• Brief: Reproduce word for word the line that contains "Can you find the ponytail?" and each line that follows it, stopping after the final line of the material.

• Available data:
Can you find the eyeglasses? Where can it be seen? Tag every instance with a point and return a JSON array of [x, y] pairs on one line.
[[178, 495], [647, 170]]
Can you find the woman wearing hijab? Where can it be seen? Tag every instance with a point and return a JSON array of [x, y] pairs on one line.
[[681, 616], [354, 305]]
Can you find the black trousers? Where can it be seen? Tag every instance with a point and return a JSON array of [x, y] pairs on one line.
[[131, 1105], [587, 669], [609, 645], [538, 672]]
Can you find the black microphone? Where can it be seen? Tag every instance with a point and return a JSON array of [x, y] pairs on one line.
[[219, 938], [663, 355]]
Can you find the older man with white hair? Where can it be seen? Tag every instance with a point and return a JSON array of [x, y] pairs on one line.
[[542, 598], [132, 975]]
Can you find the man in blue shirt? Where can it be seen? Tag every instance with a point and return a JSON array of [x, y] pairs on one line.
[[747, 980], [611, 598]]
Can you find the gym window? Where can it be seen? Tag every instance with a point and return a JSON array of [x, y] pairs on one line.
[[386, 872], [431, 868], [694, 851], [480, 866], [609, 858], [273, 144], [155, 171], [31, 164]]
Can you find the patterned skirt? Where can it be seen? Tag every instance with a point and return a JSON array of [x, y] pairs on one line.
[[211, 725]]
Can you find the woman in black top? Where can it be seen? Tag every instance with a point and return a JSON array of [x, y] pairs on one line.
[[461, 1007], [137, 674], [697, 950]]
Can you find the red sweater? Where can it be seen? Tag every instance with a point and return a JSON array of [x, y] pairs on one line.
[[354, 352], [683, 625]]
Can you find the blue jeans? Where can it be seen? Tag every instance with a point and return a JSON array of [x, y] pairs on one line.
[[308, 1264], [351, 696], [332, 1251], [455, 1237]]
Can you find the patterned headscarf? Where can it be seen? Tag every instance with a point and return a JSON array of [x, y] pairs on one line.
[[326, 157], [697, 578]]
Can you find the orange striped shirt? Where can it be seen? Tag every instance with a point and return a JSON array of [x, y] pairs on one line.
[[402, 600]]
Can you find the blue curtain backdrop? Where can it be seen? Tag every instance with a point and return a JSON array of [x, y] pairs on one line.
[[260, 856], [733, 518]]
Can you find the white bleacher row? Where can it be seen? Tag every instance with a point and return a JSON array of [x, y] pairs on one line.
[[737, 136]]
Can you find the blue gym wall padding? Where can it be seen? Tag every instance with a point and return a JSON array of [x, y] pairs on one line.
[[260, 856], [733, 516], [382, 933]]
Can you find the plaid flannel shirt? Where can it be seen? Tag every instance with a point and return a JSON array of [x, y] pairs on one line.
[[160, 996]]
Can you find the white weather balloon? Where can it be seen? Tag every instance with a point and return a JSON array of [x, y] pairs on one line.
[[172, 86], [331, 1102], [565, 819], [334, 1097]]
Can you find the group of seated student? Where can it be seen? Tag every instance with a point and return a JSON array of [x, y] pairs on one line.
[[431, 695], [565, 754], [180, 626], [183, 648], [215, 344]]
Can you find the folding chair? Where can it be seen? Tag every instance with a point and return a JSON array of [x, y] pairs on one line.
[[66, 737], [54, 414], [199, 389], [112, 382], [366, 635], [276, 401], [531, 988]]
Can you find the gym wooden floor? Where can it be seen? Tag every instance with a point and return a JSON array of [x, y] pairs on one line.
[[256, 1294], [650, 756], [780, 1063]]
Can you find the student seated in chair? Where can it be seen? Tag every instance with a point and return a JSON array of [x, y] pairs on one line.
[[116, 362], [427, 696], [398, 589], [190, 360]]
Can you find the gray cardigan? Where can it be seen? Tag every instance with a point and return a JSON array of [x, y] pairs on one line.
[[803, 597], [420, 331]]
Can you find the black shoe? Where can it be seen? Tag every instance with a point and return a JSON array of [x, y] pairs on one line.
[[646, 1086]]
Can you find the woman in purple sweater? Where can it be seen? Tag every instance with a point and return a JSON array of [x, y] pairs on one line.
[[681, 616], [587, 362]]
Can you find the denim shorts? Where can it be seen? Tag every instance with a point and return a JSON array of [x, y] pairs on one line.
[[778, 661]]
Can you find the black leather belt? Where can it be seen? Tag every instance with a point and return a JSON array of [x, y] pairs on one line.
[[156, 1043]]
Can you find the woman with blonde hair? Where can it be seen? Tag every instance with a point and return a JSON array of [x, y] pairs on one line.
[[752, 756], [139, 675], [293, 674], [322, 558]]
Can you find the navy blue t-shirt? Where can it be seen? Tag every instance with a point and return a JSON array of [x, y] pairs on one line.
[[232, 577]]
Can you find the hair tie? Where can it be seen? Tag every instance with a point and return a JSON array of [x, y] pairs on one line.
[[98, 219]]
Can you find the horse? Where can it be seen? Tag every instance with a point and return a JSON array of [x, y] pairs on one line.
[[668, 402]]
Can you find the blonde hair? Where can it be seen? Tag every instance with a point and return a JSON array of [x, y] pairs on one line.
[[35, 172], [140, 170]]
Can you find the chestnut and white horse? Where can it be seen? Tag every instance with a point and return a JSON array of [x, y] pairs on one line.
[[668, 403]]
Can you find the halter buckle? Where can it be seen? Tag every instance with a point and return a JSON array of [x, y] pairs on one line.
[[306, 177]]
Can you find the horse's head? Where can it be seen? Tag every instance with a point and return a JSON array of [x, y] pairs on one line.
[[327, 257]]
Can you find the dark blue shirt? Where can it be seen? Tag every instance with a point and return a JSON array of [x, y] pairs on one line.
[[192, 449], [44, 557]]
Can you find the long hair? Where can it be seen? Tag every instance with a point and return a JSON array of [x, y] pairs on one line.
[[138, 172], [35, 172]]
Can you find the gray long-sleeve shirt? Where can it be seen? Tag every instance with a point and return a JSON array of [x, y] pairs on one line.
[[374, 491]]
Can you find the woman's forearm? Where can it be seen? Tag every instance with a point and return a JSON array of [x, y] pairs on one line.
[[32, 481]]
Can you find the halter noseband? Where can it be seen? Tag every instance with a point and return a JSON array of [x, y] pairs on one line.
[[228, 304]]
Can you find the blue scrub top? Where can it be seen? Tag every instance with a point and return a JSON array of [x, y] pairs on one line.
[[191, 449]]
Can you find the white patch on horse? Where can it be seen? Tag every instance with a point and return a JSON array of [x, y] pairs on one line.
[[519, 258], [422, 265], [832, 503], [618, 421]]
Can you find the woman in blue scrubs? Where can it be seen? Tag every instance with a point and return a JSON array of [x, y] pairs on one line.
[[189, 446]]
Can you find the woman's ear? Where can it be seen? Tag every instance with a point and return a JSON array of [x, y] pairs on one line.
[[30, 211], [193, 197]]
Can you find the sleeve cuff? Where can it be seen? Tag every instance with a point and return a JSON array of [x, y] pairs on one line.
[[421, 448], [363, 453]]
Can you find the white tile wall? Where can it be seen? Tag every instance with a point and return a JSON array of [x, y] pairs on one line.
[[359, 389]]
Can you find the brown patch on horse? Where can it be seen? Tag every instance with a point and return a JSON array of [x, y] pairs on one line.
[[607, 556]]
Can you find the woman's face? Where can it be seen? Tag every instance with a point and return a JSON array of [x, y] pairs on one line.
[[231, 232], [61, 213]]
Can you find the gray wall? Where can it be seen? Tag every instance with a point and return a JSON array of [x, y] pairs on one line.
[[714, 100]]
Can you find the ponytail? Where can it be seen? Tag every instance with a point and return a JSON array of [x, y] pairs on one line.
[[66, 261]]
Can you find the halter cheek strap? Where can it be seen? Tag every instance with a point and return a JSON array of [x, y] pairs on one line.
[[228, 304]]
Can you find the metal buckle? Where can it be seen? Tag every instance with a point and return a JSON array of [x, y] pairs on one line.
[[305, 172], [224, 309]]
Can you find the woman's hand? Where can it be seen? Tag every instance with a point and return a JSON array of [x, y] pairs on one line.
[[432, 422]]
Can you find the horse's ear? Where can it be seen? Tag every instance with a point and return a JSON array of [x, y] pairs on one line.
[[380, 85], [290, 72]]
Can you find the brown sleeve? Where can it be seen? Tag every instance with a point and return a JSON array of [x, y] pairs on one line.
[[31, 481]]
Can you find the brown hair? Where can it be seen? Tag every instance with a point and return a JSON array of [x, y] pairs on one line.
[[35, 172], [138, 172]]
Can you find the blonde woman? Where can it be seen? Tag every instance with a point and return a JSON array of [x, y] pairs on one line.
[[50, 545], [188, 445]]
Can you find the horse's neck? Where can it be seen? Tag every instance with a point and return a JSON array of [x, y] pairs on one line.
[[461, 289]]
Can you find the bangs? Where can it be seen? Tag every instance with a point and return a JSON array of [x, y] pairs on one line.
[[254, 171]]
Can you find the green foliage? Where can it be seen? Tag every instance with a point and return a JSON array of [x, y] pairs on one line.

• Solved exercise:
Can you find the ponytail? Where can it be seen? Tag every instance with a point and return a JSON array of [x, y] pairs on one line.
[[66, 261]]
Can you find the halter cheek strap? Where can it be seen? Tag every instance with a point and return a JSON array of [x, y] pairs on one line.
[[228, 304]]
Can you find the metal buckle? Where can it be seen? Tag every instance with a point and return a JSON array of [x, y] pairs on one line.
[[305, 172], [224, 309]]
Can you find the woman's hand? Where can it be seen? Tag every instance with a point and return a JSON array of [x, y] pairs on one line.
[[432, 422]]
Can you find the horse's ear? Where can it be seen? Tag every instance with a point and return a JSON array of [x, y] pairs on one line.
[[380, 85], [290, 72]]
Can you find the brown sleeve? Where can it be seen? Tag every instance with a point and return a JSON array of [x, y] pairs on one line.
[[31, 481]]
Can you find the brown hair? Where can it be seen? Tag every instance with a point and return a JSON array of [x, y] pairs on one line.
[[35, 172], [138, 172]]
Can you find the blonde woman? Where can it be seen? Tag every instance with a point and return a JSON array of [x, y] pairs on one line.
[[50, 545], [188, 445]]
Can you find the horse's neck? Where can it be seen? Tag every instance with a point and return a JSON array of [x, y] pairs on one line.
[[461, 289]]
Can you find the bangs? Where can it be seen? Tag every instance with a point and return a JSON array of [x, y] pairs on one line.
[[254, 171]]
Can you find the green foliage? Where can it be seen? Tag every instance with a point and return a JSON array of [x, y] pairs on one line.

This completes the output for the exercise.